_DOCUMENT TEXT_
§
## Check all entities and edges whether are valid and follow the rules

In [3]:
import pandas as pd

entities = pd.read_csv("./entities.tsv", sep="\t", low_memory=False)

In [25]:
entities["xrefs"] = entities["xrefs"].fillna("")
entities["xrefs_list"] = entities["xrefs"].str.split("|")

id_priority = {
    "Disease": ["MONDO", "MESH", "UMLS"],
    "Symptom": ["SYMP", "UMLS"],
    "Compound": ["DrugBank", "MESH"],
}

def choose_id(ids, label):
    for prefix in id_priority.get(label, []):
        for id in ids:
            if id.startswith(prefix):
                return id
    return list(ids)[0]

merged_rows = []

for label, group in entities.groupby("label"):
    if label not in id_priority:
        merged_rows.extend(group.to_dict(orient="records"))
        continue

    id_to_index = {}
    for index, row in group.iterrows():
        id_to_index.setdefault(row["id"], []).append(index)
        for xref in row["xrefs_list"]:
            if xref:
                id_to_index.setdefault(xref, []).append(index)

    processed_indices = set()
    for indices in id_to_index.values():
        if len(indices) > 1:
            related_rows = group.loc[indices]
            processed_indices.update(indices)

            all_ids = set(related_rows["id"].tolist())
            all_xrefs = set(related_rows["xrefs"].str.cat(sep="|").split("|"))
            merged_xrefs = all_ids.union(all_xrefs) - {""}

            main_id = choose_id(all_ids, label)
            merged_row = related_rows.iloc[0].copy()
            for col in related_rows.columns:
                if col not in ["id", "xrefs", "xrefs_list"]:
                    values = related_rows[col].fillna("").unique()
                    merged_row[col] = "|".join(values)
§
_SUPPLIED INFORMATION_

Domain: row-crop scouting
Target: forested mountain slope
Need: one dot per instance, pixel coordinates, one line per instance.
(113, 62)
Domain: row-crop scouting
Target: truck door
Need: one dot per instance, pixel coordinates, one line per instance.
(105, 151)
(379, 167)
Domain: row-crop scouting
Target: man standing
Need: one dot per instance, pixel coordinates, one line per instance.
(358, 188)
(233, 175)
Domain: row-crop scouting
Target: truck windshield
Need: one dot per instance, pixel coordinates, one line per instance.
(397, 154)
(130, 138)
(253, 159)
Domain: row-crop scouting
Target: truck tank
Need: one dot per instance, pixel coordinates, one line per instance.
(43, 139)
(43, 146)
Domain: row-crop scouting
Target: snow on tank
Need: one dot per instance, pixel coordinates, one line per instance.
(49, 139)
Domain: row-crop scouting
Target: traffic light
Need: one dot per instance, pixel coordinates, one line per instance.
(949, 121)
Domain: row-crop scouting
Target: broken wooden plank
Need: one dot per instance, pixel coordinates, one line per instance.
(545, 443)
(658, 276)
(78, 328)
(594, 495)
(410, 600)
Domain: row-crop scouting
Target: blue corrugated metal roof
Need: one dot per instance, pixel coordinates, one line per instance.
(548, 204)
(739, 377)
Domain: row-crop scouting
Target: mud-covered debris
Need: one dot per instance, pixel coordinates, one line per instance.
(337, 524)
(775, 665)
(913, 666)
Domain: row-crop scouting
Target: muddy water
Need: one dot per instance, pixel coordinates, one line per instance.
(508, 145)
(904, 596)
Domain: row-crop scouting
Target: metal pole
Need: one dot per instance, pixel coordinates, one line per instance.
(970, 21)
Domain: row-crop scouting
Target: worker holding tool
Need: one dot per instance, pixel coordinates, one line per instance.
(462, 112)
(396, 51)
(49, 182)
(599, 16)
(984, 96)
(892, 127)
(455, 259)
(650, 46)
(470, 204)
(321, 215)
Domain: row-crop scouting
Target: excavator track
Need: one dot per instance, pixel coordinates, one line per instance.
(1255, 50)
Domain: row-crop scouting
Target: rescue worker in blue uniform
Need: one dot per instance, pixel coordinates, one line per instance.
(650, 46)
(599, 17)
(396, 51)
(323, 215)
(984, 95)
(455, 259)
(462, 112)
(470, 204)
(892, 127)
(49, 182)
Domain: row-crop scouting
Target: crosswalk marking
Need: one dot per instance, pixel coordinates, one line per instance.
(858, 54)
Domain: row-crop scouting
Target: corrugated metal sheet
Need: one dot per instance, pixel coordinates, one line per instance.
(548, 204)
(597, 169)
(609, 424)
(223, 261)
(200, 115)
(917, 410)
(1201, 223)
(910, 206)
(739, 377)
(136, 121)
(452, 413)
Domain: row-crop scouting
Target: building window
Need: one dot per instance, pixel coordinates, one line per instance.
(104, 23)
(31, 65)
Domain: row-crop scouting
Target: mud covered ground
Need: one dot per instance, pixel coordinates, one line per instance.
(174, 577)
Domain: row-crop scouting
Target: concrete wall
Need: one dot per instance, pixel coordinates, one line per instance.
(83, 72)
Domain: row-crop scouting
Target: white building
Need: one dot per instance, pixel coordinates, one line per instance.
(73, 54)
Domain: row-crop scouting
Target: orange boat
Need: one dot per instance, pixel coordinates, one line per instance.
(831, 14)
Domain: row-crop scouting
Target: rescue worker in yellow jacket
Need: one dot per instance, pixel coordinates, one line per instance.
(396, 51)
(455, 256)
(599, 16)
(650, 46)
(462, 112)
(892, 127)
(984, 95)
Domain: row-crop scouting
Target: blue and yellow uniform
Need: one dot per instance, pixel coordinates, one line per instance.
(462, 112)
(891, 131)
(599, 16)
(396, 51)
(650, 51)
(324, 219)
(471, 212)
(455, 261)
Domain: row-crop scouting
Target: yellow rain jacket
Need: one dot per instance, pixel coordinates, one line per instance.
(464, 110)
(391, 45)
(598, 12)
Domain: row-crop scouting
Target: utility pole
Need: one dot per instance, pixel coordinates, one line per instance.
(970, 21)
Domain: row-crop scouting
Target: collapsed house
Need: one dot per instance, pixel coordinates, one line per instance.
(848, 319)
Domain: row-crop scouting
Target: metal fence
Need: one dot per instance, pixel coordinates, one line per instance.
§
_EXERCISE REQUIREMENTS_
Please list each distinct ID prefix named in the id_priority dictionary of the entity-check code above, counting each prefix only once.

_ANSWER SPACE_
MONDO, MESH, UMLS, SYMP, DrugBank